**Goal:**
Please update the entries below from the line containing "seed in the photo above." down to the line containing "(1011, 687)", both included, by replacing "pumpkin seed" with "sunflower seed" and leaving everything else unchanged. Give back only those lines.

**Dataset records:**
## start

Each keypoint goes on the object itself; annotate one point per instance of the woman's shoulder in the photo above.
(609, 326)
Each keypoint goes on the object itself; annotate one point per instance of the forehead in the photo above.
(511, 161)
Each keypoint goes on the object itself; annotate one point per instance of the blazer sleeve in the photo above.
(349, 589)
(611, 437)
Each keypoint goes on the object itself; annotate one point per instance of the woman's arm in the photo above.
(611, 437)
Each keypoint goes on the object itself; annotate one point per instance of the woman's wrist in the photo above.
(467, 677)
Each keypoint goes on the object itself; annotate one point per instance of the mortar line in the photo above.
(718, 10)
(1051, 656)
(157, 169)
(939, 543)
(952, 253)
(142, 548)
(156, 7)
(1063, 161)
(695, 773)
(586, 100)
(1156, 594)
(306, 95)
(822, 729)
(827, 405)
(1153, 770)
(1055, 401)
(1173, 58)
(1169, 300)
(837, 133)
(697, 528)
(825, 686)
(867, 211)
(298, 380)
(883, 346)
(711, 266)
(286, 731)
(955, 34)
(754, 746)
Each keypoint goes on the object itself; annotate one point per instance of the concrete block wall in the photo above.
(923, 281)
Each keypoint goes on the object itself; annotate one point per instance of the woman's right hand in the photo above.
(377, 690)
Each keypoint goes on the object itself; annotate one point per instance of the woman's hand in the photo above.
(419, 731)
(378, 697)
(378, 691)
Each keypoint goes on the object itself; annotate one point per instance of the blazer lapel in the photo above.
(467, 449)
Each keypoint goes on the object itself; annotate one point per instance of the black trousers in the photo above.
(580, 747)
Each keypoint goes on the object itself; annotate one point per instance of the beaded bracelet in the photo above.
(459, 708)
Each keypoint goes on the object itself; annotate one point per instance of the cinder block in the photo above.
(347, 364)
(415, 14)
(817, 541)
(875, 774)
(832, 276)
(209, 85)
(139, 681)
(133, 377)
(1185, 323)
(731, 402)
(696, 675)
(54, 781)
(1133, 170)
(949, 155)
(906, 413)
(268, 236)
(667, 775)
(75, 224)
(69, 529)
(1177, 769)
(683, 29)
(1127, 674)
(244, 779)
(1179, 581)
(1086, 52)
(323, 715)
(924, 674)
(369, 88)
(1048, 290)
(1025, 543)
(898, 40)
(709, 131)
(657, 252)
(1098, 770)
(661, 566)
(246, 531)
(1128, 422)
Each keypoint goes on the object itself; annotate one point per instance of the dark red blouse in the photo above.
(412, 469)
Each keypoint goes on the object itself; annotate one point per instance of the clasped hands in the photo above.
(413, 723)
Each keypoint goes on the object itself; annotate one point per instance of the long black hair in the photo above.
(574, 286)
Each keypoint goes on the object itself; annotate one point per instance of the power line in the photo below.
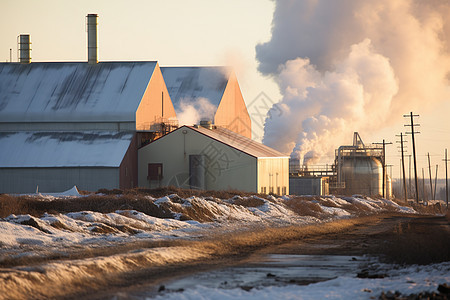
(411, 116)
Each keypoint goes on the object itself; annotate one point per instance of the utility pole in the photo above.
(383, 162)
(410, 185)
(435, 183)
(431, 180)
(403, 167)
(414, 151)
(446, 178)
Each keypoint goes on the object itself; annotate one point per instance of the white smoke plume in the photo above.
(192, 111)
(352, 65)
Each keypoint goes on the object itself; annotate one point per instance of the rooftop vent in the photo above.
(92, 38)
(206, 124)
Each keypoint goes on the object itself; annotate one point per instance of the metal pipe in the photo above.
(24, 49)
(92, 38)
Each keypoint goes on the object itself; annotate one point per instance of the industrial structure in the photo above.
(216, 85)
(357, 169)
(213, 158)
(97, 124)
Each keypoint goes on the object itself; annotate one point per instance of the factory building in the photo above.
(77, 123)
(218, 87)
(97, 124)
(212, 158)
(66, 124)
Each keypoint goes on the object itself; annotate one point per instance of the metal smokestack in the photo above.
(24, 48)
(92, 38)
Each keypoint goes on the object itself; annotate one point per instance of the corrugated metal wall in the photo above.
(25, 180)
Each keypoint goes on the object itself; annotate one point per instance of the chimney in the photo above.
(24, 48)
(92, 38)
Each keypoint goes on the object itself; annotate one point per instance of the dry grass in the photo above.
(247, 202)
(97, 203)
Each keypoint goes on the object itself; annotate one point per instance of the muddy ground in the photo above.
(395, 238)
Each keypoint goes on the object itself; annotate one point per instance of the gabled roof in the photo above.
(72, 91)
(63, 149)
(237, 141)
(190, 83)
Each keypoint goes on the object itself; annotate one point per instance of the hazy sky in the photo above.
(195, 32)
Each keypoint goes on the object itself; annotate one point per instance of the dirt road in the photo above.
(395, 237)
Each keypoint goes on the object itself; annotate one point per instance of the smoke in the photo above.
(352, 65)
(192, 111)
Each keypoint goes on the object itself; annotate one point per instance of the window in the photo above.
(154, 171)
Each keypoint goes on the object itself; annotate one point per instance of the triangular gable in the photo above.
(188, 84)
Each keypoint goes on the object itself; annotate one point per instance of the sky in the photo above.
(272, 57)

## end
## start

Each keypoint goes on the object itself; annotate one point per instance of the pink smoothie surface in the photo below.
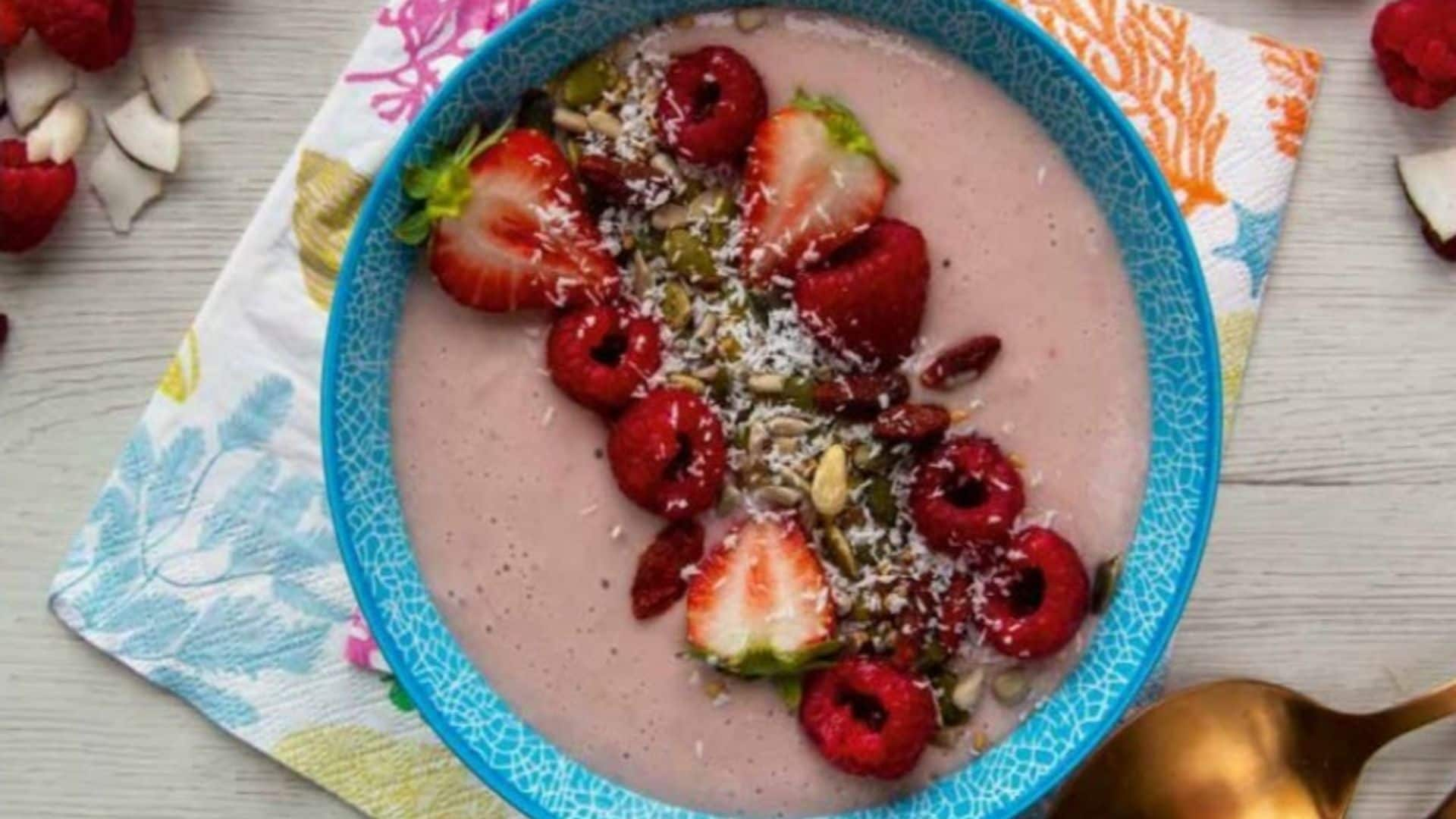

## end
## start

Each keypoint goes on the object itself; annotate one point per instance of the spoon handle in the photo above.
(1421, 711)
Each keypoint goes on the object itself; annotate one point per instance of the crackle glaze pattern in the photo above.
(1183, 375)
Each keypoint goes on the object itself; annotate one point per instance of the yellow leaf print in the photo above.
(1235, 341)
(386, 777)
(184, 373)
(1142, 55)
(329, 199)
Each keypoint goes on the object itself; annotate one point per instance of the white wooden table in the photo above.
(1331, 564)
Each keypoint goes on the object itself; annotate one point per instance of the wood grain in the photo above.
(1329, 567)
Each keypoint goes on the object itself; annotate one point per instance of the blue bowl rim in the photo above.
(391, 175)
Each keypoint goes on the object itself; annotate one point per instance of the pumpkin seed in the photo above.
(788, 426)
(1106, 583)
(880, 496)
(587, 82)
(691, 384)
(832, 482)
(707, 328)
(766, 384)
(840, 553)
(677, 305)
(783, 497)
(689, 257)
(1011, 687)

## end

**Answer in full:**
Each keypoint goes on the object itself; annotate one point per instance of the sunflower seed in the photo above.
(788, 426)
(1106, 583)
(880, 496)
(587, 82)
(691, 384)
(832, 482)
(707, 328)
(766, 384)
(840, 553)
(677, 305)
(783, 497)
(689, 257)
(1011, 687)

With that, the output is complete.